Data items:
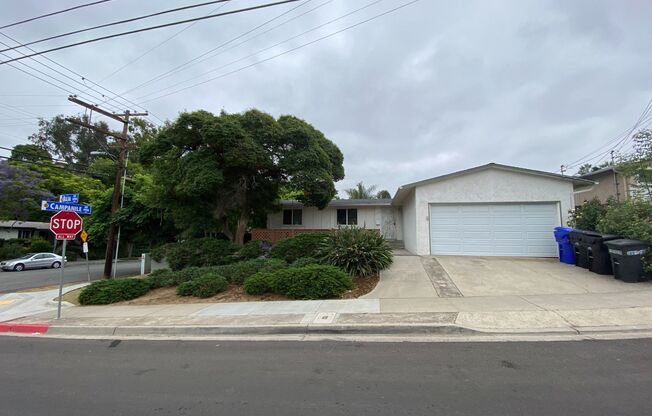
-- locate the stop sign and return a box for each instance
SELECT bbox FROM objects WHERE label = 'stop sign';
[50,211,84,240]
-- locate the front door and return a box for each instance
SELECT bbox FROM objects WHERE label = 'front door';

-- What this task involves --
In every line from the one containing "-- locate the front" down through the end of the rows, swap "front door" for "garage door". Return only those lines, with everything else unchanged.

-- Exercise solution --
-- locate the garage door and return a box for each instance
SELECT bbox FROM objects WHERE label = 'garage door';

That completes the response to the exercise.